* DIRECTIONS FOR THIS TASK
The required result is the exact run of lines beginning at the one containing "such as [186,571]." and ending at the last line of the entries.

--- begin RECORDED DATA ---

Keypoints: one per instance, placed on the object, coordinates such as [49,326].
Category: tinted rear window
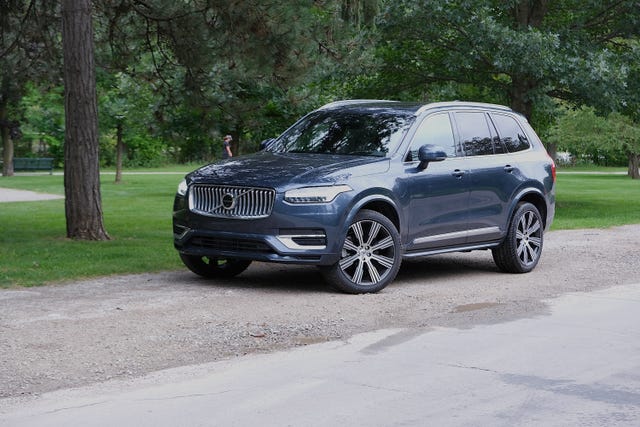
[511,134]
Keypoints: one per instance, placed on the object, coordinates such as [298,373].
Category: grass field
[137,215]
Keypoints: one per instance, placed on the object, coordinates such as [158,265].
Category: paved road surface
[579,365]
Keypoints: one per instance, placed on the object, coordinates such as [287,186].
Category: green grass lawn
[596,201]
[137,215]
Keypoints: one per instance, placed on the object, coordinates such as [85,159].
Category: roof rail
[351,102]
[462,104]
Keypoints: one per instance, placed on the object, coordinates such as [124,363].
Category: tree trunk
[7,142]
[119,152]
[634,166]
[519,93]
[552,149]
[83,205]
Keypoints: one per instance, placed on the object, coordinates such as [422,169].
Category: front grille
[231,202]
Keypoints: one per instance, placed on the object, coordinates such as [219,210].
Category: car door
[437,197]
[493,176]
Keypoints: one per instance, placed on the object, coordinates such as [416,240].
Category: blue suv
[356,186]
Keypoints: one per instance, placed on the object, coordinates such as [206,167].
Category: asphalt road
[578,365]
[477,344]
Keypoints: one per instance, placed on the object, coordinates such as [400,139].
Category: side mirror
[266,143]
[430,153]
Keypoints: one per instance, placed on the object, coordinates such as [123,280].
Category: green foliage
[601,140]
[525,54]
[596,201]
[42,123]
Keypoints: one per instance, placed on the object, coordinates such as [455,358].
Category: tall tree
[525,53]
[27,52]
[83,204]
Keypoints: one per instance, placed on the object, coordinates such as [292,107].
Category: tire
[214,268]
[521,249]
[370,257]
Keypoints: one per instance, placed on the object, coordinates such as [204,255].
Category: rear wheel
[213,268]
[521,249]
[370,257]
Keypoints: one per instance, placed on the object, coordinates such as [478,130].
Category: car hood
[283,170]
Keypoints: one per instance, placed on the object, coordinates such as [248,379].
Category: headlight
[182,188]
[315,194]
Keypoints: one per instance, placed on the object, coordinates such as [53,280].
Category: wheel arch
[378,203]
[536,198]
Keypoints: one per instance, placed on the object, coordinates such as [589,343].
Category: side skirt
[464,248]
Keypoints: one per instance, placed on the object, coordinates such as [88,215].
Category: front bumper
[307,236]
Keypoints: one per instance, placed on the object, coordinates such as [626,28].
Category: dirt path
[117,327]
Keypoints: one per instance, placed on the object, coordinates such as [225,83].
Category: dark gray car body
[462,202]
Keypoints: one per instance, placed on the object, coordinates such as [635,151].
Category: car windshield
[368,132]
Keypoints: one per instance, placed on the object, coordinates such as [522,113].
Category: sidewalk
[12,195]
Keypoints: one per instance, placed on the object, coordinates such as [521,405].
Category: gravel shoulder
[120,327]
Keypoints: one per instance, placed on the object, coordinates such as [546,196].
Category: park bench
[33,164]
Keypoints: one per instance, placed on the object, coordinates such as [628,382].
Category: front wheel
[521,249]
[370,257]
[214,268]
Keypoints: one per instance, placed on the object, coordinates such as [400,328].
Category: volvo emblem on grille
[228,201]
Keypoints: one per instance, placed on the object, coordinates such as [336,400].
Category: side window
[436,130]
[511,134]
[475,135]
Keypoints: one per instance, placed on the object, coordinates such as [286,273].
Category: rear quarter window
[511,134]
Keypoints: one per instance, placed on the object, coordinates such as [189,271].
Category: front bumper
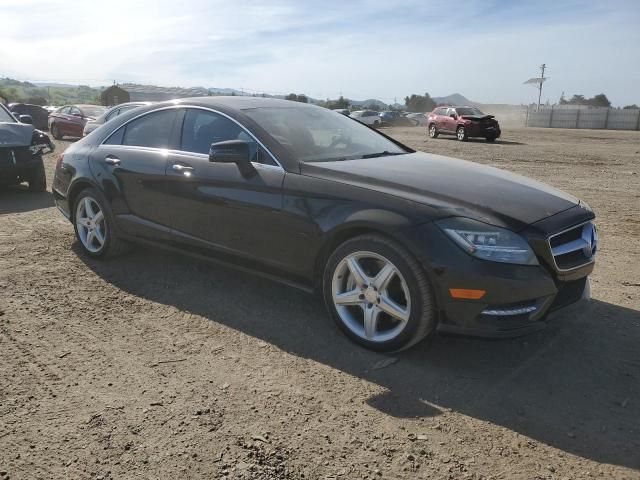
[518,298]
[17,164]
[479,130]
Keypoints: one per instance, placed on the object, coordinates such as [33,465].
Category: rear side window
[153,130]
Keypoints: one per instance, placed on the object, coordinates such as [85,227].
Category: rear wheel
[94,225]
[378,295]
[461,134]
[38,179]
[55,131]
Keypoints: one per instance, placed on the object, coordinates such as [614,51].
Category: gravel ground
[155,365]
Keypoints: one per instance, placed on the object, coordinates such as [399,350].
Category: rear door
[131,165]
[213,207]
[441,119]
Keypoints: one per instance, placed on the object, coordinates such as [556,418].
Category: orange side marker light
[466,294]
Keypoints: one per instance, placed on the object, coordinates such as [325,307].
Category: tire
[55,132]
[461,134]
[38,178]
[111,245]
[407,287]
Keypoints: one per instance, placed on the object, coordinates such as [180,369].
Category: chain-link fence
[576,117]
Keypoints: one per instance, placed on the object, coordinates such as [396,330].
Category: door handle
[180,168]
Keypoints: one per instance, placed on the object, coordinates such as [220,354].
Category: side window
[112,114]
[201,128]
[116,137]
[153,130]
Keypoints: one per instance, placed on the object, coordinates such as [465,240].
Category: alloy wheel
[371,296]
[90,224]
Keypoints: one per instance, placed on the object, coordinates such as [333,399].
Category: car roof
[240,102]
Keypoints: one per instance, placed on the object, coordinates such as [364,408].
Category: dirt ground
[158,366]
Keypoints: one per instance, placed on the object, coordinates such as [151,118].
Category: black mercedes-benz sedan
[400,243]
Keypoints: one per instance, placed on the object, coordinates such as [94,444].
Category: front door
[131,165]
[213,207]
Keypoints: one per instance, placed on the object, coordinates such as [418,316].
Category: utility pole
[542,69]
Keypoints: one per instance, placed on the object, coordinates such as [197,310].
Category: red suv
[463,122]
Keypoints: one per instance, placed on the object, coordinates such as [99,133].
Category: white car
[368,117]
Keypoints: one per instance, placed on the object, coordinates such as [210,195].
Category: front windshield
[5,116]
[93,110]
[314,134]
[469,111]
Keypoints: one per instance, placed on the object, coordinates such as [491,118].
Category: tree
[297,98]
[419,103]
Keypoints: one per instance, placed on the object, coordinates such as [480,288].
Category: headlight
[488,242]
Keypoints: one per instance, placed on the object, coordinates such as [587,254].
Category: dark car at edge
[21,149]
[398,242]
[464,123]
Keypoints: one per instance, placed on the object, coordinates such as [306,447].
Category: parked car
[113,112]
[368,117]
[38,114]
[21,149]
[419,118]
[395,119]
[464,123]
[69,121]
[399,242]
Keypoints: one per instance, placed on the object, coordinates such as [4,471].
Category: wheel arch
[73,192]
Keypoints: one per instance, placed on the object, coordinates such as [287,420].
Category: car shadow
[482,140]
[574,386]
[18,198]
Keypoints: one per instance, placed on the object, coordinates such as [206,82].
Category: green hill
[16,91]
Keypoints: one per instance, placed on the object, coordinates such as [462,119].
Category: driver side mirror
[233,151]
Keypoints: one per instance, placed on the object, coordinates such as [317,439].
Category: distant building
[130,92]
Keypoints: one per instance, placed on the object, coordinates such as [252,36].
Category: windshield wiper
[382,154]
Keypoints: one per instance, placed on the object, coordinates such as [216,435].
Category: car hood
[451,187]
[477,117]
[15,134]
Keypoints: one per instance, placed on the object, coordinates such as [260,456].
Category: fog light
[504,312]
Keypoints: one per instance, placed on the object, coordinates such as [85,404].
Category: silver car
[113,112]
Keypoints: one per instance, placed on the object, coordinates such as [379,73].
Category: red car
[70,120]
[463,122]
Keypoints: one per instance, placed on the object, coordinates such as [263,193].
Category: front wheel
[378,294]
[461,134]
[38,179]
[94,225]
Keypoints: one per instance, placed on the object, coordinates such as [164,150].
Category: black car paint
[284,222]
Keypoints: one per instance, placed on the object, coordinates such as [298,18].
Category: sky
[483,49]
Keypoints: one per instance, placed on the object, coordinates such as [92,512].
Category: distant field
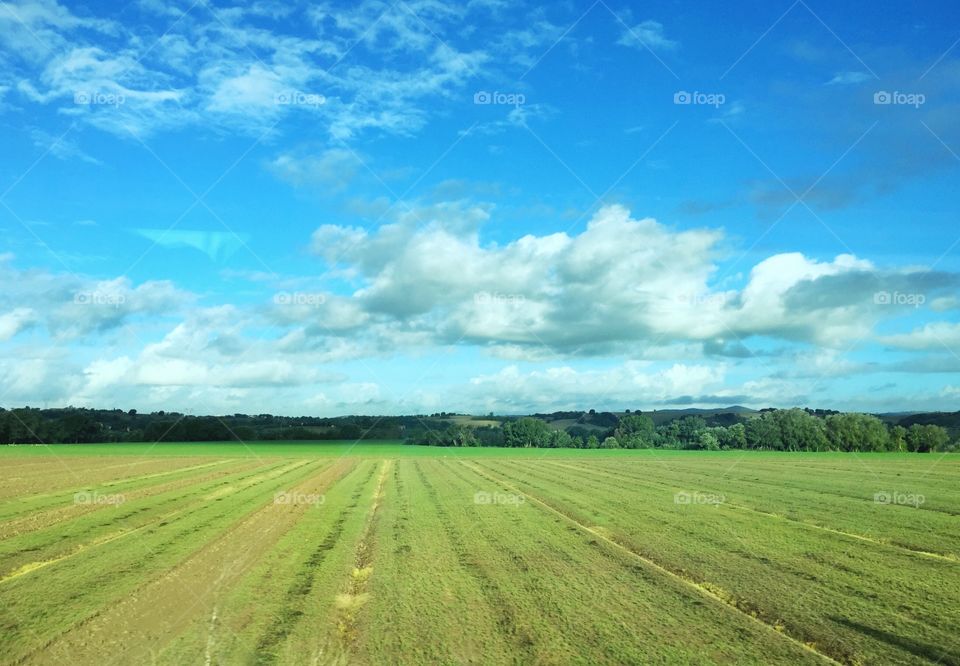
[317,553]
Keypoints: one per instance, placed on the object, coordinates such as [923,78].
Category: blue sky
[417,206]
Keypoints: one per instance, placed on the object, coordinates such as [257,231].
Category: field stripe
[350,602]
[620,547]
[290,614]
[167,604]
[31,567]
[776,516]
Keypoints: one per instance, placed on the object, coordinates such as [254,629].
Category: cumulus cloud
[71,306]
[937,336]
[622,284]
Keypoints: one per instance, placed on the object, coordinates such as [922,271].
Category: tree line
[774,430]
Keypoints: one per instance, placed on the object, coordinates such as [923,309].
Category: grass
[406,554]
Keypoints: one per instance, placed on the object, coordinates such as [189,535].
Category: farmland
[293,553]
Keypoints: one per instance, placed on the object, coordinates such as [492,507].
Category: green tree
[923,438]
[610,443]
[636,431]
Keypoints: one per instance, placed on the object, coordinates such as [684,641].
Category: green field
[292,553]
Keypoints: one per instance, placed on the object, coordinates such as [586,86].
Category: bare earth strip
[690,583]
[138,626]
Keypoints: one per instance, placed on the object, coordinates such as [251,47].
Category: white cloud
[934,336]
[649,34]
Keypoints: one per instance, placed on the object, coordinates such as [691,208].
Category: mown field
[289,553]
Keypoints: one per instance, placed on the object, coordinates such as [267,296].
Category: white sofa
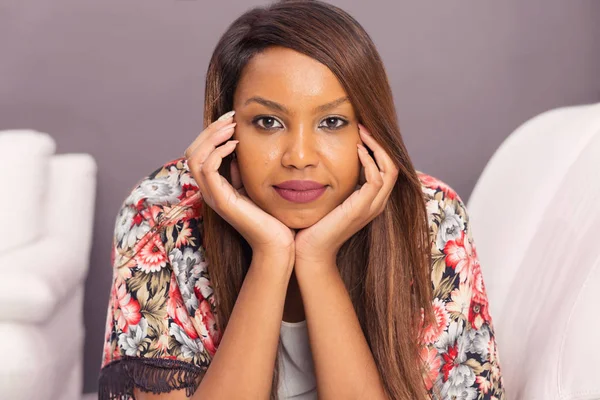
[535,213]
[46,218]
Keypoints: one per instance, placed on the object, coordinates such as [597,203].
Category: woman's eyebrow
[279,107]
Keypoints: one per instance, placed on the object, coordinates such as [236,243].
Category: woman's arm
[344,365]
[242,367]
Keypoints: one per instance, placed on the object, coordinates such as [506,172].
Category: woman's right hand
[264,233]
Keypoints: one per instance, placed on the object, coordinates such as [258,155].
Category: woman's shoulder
[166,197]
[166,193]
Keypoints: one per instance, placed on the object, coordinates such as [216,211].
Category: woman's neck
[293,310]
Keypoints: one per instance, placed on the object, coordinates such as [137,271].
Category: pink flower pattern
[162,305]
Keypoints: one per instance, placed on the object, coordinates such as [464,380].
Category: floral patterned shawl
[160,328]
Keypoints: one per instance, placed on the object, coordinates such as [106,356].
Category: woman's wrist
[274,262]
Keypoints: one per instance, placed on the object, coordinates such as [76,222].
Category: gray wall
[123,80]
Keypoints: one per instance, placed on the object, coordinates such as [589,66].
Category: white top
[297,374]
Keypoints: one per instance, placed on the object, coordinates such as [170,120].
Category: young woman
[294,250]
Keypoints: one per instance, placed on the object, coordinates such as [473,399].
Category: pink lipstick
[300,191]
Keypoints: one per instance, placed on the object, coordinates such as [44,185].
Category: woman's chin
[298,220]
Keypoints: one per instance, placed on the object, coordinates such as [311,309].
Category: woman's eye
[268,123]
[334,123]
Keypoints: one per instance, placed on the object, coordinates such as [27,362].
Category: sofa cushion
[24,159]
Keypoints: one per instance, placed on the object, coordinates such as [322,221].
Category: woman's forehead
[289,78]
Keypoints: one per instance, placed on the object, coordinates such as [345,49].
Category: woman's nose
[300,148]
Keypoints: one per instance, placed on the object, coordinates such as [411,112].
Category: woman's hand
[322,241]
[263,232]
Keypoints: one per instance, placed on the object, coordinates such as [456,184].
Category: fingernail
[364,130]
[227,115]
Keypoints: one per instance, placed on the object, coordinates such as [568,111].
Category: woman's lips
[300,191]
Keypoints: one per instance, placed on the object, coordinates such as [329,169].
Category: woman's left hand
[321,242]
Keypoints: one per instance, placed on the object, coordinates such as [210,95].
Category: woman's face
[294,123]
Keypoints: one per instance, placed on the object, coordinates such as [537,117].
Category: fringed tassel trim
[155,375]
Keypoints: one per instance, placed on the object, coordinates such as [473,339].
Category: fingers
[210,168]
[207,141]
[216,127]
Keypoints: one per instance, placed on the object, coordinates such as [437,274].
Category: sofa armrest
[35,279]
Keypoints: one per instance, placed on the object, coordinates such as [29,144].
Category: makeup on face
[297,135]
[300,191]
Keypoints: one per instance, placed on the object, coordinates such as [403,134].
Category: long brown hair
[385,266]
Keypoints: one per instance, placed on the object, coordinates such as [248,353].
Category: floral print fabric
[160,328]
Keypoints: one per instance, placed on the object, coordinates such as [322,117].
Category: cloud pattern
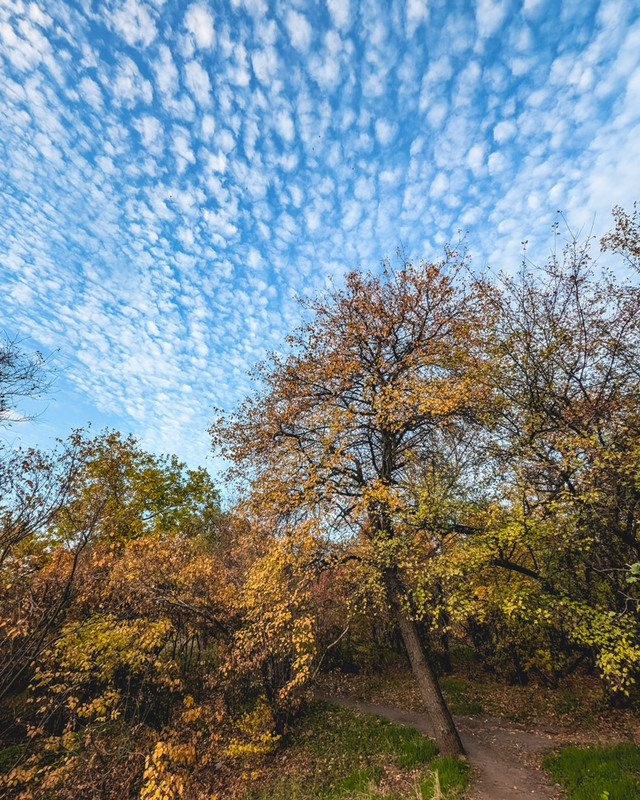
[174,173]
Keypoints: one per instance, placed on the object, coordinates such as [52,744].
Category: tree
[348,415]
[561,531]
[21,375]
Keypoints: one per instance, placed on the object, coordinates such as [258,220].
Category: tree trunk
[444,729]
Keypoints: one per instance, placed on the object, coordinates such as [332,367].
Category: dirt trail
[503,755]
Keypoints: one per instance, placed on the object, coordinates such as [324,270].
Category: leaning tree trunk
[444,728]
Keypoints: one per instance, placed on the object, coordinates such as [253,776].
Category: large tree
[348,416]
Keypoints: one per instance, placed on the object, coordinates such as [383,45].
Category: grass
[9,757]
[597,773]
[341,754]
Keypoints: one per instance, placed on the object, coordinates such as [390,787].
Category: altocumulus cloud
[175,173]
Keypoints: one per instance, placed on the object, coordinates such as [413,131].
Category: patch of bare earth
[504,756]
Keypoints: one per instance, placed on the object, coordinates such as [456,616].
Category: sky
[174,174]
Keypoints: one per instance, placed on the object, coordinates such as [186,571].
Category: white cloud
[475,158]
[134,22]
[299,30]
[128,86]
[385,131]
[504,131]
[490,14]
[285,126]
[417,13]
[265,65]
[166,71]
[91,93]
[198,83]
[199,22]
[340,13]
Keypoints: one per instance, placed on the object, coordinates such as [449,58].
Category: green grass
[342,754]
[9,757]
[597,773]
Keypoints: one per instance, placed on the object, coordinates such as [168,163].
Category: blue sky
[174,173]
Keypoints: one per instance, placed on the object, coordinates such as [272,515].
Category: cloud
[198,20]
[490,14]
[385,131]
[299,30]
[134,22]
[340,13]
[129,87]
[417,13]
[176,177]
[198,83]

--- end RECORDED DATA ---

* RESULT OF THE EXERCISE
Keypoints: one per instance, placed on the object, coordinates such as [186,571].
Category: white cloud
[475,158]
[134,22]
[299,30]
[128,86]
[385,131]
[504,131]
[490,14]
[285,126]
[417,13]
[265,65]
[166,71]
[91,93]
[198,83]
[199,22]
[340,13]
Keypoints: one per instance, placed on the object, coordinates such as [449,58].
Category: green grass
[342,754]
[9,757]
[597,773]
Keypoints: one per instance, placed on the object, coordinates such as [168,163].
Category: blue sky
[174,173]
Keypoints: one per instance, placed on the object, coordinates such as [272,515].
Category: cloud
[198,20]
[490,14]
[385,131]
[299,30]
[134,22]
[340,13]
[129,87]
[417,13]
[176,177]
[198,83]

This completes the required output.